--- begin LISTED RECORDS ---
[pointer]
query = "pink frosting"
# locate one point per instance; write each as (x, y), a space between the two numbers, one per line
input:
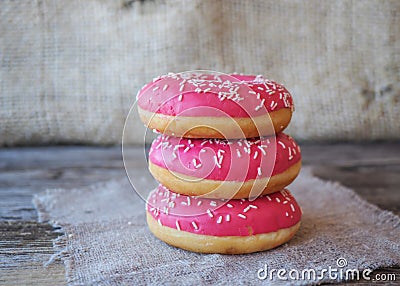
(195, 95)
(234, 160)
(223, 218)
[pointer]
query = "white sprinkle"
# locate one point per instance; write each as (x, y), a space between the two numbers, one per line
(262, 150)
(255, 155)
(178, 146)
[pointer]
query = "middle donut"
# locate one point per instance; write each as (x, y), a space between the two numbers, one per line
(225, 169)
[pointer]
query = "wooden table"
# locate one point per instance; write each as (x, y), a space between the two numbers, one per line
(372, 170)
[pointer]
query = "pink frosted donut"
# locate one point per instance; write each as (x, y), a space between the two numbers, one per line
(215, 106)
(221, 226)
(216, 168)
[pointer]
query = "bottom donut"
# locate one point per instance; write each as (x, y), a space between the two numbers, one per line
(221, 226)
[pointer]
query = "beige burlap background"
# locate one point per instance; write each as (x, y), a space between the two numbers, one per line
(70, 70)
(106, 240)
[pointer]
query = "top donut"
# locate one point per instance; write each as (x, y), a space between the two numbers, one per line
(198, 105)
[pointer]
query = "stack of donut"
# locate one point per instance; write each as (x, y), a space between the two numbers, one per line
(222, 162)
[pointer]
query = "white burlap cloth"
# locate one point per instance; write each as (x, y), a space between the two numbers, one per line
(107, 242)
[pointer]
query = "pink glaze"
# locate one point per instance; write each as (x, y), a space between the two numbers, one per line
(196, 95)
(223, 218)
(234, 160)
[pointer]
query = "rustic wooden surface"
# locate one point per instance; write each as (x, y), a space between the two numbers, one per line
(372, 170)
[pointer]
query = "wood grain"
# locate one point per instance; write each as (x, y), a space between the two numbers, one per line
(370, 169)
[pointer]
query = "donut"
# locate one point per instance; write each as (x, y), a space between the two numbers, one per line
--- end LISTED RECORDS ---
__WRITTEN INSTRUCTION__
Report every line in the listing above that contains the word "burlap". Case counts.

__RESPONSE TO THIS TASK__
query = "beige burlap background"
query = "white burlap cloth"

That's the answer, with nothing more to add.